Return the records, each one exactly as written.

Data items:
--------------------

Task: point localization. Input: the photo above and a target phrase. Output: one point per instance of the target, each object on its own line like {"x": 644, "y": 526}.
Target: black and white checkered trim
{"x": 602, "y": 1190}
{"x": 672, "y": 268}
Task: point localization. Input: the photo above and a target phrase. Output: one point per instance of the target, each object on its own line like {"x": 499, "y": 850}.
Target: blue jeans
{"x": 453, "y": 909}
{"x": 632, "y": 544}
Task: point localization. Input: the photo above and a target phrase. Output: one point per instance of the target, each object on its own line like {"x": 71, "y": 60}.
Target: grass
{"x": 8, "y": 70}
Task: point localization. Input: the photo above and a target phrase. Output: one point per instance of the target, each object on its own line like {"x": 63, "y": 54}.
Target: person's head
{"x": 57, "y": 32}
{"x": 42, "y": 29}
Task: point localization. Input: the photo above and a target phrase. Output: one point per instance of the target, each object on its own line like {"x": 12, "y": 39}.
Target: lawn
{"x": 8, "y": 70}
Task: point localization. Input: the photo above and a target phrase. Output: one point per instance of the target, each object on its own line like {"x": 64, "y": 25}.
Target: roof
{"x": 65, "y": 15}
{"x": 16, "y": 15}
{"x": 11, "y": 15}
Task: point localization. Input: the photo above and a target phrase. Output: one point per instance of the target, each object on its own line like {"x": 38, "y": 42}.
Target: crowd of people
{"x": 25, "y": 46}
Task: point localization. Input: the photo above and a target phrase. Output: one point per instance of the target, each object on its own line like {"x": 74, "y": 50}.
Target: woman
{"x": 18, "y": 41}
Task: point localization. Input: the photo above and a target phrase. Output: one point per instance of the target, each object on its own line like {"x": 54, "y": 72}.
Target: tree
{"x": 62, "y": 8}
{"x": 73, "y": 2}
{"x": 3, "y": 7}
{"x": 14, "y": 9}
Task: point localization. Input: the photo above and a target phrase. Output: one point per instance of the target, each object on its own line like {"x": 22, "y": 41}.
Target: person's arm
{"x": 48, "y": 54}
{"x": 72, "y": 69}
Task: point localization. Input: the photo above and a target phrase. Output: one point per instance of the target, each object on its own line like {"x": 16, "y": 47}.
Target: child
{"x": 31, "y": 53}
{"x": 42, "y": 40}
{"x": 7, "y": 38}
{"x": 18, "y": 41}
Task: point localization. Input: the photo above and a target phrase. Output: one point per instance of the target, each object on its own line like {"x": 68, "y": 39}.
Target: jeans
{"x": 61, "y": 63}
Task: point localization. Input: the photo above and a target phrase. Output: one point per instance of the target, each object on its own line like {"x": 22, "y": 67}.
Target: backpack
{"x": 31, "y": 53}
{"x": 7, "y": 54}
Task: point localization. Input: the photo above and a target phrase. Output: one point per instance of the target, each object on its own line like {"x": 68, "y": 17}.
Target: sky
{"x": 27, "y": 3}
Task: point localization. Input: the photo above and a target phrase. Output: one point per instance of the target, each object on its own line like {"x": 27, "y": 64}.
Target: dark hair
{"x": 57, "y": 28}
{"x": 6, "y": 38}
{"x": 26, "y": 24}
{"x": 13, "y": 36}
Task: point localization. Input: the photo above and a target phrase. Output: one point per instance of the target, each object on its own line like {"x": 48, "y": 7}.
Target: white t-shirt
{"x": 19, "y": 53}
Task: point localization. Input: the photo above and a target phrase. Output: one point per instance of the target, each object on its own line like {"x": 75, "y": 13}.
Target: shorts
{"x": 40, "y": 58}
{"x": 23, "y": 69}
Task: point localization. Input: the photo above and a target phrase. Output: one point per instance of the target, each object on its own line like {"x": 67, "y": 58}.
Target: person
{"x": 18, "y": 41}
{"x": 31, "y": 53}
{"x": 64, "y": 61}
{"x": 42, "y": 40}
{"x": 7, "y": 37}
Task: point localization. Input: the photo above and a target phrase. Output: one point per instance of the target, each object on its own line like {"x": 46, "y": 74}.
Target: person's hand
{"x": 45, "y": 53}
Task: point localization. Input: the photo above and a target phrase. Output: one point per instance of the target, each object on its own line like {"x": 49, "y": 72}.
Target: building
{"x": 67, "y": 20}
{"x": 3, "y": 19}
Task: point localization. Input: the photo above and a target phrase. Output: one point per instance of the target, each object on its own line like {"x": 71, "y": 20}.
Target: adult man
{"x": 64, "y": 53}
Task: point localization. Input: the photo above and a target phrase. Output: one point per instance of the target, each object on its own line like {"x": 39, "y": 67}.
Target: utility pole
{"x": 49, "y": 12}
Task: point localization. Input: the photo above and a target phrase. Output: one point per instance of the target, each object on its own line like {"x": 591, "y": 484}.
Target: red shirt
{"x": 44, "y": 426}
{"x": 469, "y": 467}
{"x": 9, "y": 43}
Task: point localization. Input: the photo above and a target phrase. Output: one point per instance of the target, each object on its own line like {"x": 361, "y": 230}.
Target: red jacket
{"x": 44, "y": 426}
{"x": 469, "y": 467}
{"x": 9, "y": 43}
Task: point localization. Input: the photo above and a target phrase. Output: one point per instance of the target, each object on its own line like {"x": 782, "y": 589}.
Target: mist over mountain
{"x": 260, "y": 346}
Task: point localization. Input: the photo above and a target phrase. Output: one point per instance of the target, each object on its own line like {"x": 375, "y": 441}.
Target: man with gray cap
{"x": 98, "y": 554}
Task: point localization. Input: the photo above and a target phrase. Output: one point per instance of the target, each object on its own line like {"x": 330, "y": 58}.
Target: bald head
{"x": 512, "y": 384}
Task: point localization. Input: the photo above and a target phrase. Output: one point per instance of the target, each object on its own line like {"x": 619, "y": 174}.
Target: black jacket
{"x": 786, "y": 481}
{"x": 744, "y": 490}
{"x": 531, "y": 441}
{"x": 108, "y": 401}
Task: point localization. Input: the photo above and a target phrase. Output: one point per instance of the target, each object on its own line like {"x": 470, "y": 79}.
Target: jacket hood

--------------------

**Full solution:**
Task: point localization. Input: the photo above and a target phrase. Output: one point per instance of the target, each object on its own line like {"x": 644, "y": 526}.
Target: black and white checkered trim
{"x": 602, "y": 1190}
{"x": 672, "y": 268}
Task: point localization. Input: the photo above and a target phrase. Output: one point per instance of the target, each object on its own line like {"x": 499, "y": 850}.
Target: blue jeans
{"x": 453, "y": 909}
{"x": 632, "y": 544}
Task: point localization. Input: the photo above and a target phrase. Output: one point per instance of the target, each object on its own line like {"x": 71, "y": 60}.
Target: grass
{"x": 8, "y": 70}
Task: point localization. Input: the photo above and a target phrase. Output: one point per instance of the target, each object on its own line like {"x": 63, "y": 54}.
Target: person's head
{"x": 57, "y": 32}
{"x": 42, "y": 29}
Task: point localization. Input: the photo above and a target phrase. Output: one point per instance of the target, each object on its own line like {"x": 12, "y": 39}.
Target: lawn
{"x": 8, "y": 70}
Task: point localization. Input: the photo above and a target phrase. Output: one point per instance of the target, each object on its own line like {"x": 64, "y": 25}.
Target: roof
{"x": 65, "y": 15}
{"x": 16, "y": 15}
{"x": 11, "y": 15}
Task: point localization. Input: the photo above and a target phrase. Output: one point per instance of the target, each object on its own line like {"x": 38, "y": 42}.
Target: crowd of people
{"x": 25, "y": 46}
Task: point localization. Input: the photo above and a target phrase. Output: one point per instance of the target, each object on its own line like {"x": 74, "y": 50}.
Target: woman
{"x": 18, "y": 41}
Task: point localization. Input: the photo above and a target phrase. Output: one point per instance of the target, each object on its own line like {"x": 54, "y": 72}.
Target: tree
{"x": 62, "y": 8}
{"x": 73, "y": 2}
{"x": 3, "y": 7}
{"x": 14, "y": 9}
Task: point localization. Input: the photo above and a target phrase. Output: one point per instance of the target, each object on its own line like {"x": 22, "y": 41}.
Target: person's arm
{"x": 48, "y": 54}
{"x": 72, "y": 69}
Task: point localization. Input: the photo above and a target phrase. Output: one point per instance of the target, each object on its own line like {"x": 16, "y": 47}.
Target: child
{"x": 31, "y": 53}
{"x": 42, "y": 40}
{"x": 7, "y": 38}
{"x": 18, "y": 41}
Task: point localization. Input: the photo above and a target phrase. Output: one point per instance of the target, each object on its own line like {"x": 68, "y": 39}.
Target: jeans
{"x": 61, "y": 63}
Task: point localization. Input: the photo above and a target phrase. Output: one point per instance of the target, each object on its own line like {"x": 22, "y": 67}.
Target: backpack
{"x": 31, "y": 53}
{"x": 7, "y": 54}
Task: point localization. Input: the photo above and a target phrase. Output: one point per instance of the target, each object on its own line like {"x": 68, "y": 17}.
Target: sky
{"x": 27, "y": 3}
Task: point localization. Input: the photo above and a target phrase. Output: one point per instance of the target, each object on its own line like {"x": 27, "y": 64}.
Target: dark hair
{"x": 57, "y": 28}
{"x": 6, "y": 38}
{"x": 26, "y": 24}
{"x": 13, "y": 36}
Task: point localization. Input: the photo above and a target phrase. Output: one point per instance of the target, each object on its own line like {"x": 48, "y": 7}.
Target: white t-shirt
{"x": 19, "y": 53}
Task: point localization. Input: the photo above and a target phrase. Output: one point per instance of the target, each object on its own line like {"x": 75, "y": 13}.
Target: shorts
{"x": 40, "y": 58}
{"x": 23, "y": 69}
Task: point localization. Input: the photo above and a target phrase. Output: one point per instance of the target, each object on its own line like {"x": 67, "y": 58}.
Target: person
{"x": 18, "y": 41}
{"x": 31, "y": 53}
{"x": 64, "y": 61}
{"x": 42, "y": 40}
{"x": 7, "y": 37}
Task: point localization. Input: the photo above and a target phrase. Output: one point per instance of the target, each object on its own line like {"x": 46, "y": 74}.
Target: person's hand
{"x": 45, "y": 53}
Task: point localization. Input: the photo above and a target phrase. Output: one point per instance of the target, each object on its own line like {"x": 49, "y": 72}.
Target: building
{"x": 67, "y": 20}
{"x": 3, "y": 19}
Task: point localization. Input: the photo above and a target phrase. Output: one point per instance of the target, each object on its own line like {"x": 71, "y": 20}.
Target: adult man
{"x": 64, "y": 53}
Task: point localization. Input: the photo above and a target phrase. Output: one point per instance of the target, each object on its own line like {"x": 39, "y": 67}.
Target: utility pole
{"x": 49, "y": 12}
Task: point localization. Input: the photo above and a target phrase. Output: one point per instance of the target, each object on its own line like {"x": 591, "y": 484}.
Target: red shirt
{"x": 44, "y": 426}
{"x": 469, "y": 467}
{"x": 9, "y": 43}
Task: point localization. Input: the photo above and a target phrase. Output: one point per instance of the target, each object on its own line like {"x": 361, "y": 230}.
Target: red jacket
{"x": 44, "y": 426}
{"x": 469, "y": 467}
{"x": 9, "y": 43}
Task: point localization. Input: the photo above and a target phrase. Output: one point per instance of the target, each object on its own line like {"x": 782, "y": 589}.
Target: mist over mountain
{"x": 260, "y": 346}
Task: point localization. Input: the photo above and a target phrase. Output: one point per instance of the target, each object on its own line like {"x": 375, "y": 441}.
Target: man with gray cap
{"x": 98, "y": 554}
Task: point localization. Input: the photo above and a target phrase. Output: one point per instance of the target, each object on its own line like {"x": 330, "y": 58}.
Target: bald head
{"x": 512, "y": 384}
Task: point localization. Input: the photo above and a target phrase. Output: one point per instance of the target, each object on its own line like {"x": 619, "y": 174}.
Target: black jacket
{"x": 786, "y": 481}
{"x": 744, "y": 490}
{"x": 531, "y": 441}
{"x": 108, "y": 401}
Task: point localization. Input: the photo above and a target phrase. Output: one point per instance of the target, each object on its own line like {"x": 470, "y": 79}.
Target: jacket hood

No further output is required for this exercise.